***** Page text

You are viewing a plain text version of this content. The canonical link for it is here.
Posted to commits@tapestry.apache.org by "Robert Coie (Created) (JIRA)" <ji...@apache.org> on 2011/12/07 22:28:40 UTC

[jira] [Created] (TAP5-1778) Template parsing dependent on JVM default charset

Template parsing dependent on JVM default charset
-------------------------------------------------

                 Key: TAP5-1778
                 URL: https://issues.apache.org/jira/browse/TAP5-1778
             Project: Tapestry 5
          Issue Type: Bug
          Components: tapestry-core
    Affects Versions: 5.3
            Reporter: Robert Coie
            Priority: Minor


This is my first experience with JIRA, so apologies if it is not formatted properly. I raised this topic on the tapestry-users mailing list and was asked by a couple of people there to create an issue here.

internal.services.XMLTokenStream's openStream method contains the following lines:

InputStreamReader rawReader = new InputStreamReader(rawStream);
...
PrintWriter writer = new PrintWriter(bos);

Both of these implicitly rely on the default JVM charset. This poses a significant problem for non-ASCII text in templates on Google App Engine, where the default is "US-ASCII". In the interests of robustness, I think it would be nice if Tapestry was able to eliminate any reliance on default charsets. I am not confident enough in my understanding of Tapestry internals to know how to appropriately retrieve symbol properties (such as "tapestry.charset") via the IoC system in internal service implementations, but I have verified that explicitly specifying "UTF-8" as follows resolved my problem:

InputStreamReader rawReader = new InputStreamReader(rawStream, "UTF-8");
...
PrintWriter writer = new PrintWriter( new OutputStreamWriter(bos, "UTF-8") );

--
This message is automatically generated by JIRA.
If you think it was sent incorrectly, please contact your JIRA administrators: https://issues.apache.org/jira/secure/ContactAdministrators!default.jspa
For more information on JIRA, see: http://www.atlassian.com/software/jira

        

[jira] [Commented] (TAP5-1778) Template parsing dependent on JVM default charset

Posted by "Josh Canfield (Commented) (JIRA)" <ji...@apache.org>.
    [ https://issues.apache.org/jira/browse/TAP5-1778?page=com.atlassian.jira.plugin.system.issuetabpanels:comment-tabpanel&focusedCommentId=13164768#comment-13164768 ] 

Josh Canfield commented on TAP5-1778:
-------------------------------------

> Perhaps a better, more generic solution is just to document that JVM's default encoding should be set to -Dfile.encoding=UTF-8.

I strongly disagree. Tapestry TML files are XML and the default charset for XML files is UTF-8.

I haven't looked at the code, but from the snippet it sounds like Tapestry does not respect the XML declaration for changing charset?
<?xml version="1.0" encoding="iso-8859-1" ?>

                
> Template parsing dependent on JVM default charset
> -------------------------------------------------
>
>                 Key: TAP5-1778
>                 URL: https://issues.apache.org/jira/browse/TAP5-1778
>             Project: Tapestry 5
>          Issue Type: Bug
>          Components: tapestry-core
>    Affects Versions: 5.3
>            Reporter: Robert Coie
>            Priority: Minor
>
> This is my first experience with JIRA, so apologies if it is not formatted properly. I raised this topic on the tapestry-users mailing list and was asked by a couple of people there to create an issue here.

**********

Tasks for this exercise:
[a] Using the charset issue thread, decide whether each statement agrees with it: (i) the issue was filed with Major priority; (ii) on Google App Engine the default charset is US-ASCII; (iii) Josh Canfield supports documenting -Dfile.encoding=UTF-8 as the better solution. Answer yes or no for each and quote the words that decide it.
[b] Please name the class whose openStream method contains the lines that rely on the default JVM charset, according to the charset issue thread.
[c] List every field name shown in the header block under the issue title in the charset issue thread.

***** Record excerpts

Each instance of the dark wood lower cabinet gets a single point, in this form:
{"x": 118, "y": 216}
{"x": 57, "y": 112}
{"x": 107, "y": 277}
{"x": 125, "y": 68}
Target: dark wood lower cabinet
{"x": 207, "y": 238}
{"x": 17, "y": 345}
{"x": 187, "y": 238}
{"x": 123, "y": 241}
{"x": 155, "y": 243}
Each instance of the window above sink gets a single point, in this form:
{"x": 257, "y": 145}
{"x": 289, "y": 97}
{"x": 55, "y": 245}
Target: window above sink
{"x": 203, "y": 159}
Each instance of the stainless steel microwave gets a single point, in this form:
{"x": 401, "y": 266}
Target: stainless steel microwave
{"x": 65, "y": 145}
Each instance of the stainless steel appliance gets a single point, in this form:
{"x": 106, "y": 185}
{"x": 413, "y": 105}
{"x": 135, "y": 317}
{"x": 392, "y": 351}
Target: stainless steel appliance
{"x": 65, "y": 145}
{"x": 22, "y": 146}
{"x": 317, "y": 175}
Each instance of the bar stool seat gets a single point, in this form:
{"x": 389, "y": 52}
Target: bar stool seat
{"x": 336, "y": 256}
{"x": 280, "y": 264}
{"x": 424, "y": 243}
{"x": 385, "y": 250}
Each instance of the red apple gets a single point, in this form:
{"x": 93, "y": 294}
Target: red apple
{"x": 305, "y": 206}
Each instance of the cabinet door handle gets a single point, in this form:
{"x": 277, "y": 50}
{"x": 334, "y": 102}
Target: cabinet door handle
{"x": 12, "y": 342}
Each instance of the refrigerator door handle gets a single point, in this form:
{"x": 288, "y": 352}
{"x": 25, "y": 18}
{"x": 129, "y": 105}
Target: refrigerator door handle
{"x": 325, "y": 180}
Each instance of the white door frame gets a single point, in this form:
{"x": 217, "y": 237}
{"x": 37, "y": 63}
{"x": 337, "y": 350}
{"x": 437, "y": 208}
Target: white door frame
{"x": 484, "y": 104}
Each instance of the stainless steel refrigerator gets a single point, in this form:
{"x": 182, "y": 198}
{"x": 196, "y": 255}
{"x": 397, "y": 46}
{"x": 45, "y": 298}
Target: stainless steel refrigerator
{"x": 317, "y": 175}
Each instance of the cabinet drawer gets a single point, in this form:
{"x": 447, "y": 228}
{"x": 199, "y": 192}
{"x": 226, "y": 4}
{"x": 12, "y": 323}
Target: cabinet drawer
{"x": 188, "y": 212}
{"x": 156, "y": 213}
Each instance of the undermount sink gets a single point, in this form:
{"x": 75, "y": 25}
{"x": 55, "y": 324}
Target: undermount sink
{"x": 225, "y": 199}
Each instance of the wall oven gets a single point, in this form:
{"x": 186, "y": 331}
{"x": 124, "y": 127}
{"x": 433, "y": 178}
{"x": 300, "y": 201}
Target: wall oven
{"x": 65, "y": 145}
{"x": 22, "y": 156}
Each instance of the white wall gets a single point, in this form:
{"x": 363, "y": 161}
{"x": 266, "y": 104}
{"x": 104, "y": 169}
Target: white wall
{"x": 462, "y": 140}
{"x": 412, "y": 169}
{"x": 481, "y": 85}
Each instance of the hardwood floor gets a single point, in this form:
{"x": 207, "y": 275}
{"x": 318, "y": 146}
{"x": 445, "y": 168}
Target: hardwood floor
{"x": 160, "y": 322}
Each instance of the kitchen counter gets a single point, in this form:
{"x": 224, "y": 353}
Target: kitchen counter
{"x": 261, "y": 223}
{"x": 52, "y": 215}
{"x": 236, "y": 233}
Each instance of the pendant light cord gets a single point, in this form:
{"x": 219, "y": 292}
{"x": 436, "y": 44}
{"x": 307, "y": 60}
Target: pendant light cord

**********

Results of the tasks:
[a]
(i) No: "Priority: Minor"
(ii) Yes: "on Google App Engine, where the default is "US-ASCII""
(iii) No: "I strongly disagree."

[b] internal.services.XMLTokenStream

[c] Key, URL, Project, Issue Type, Components, Affects Versions, Reporter, Priority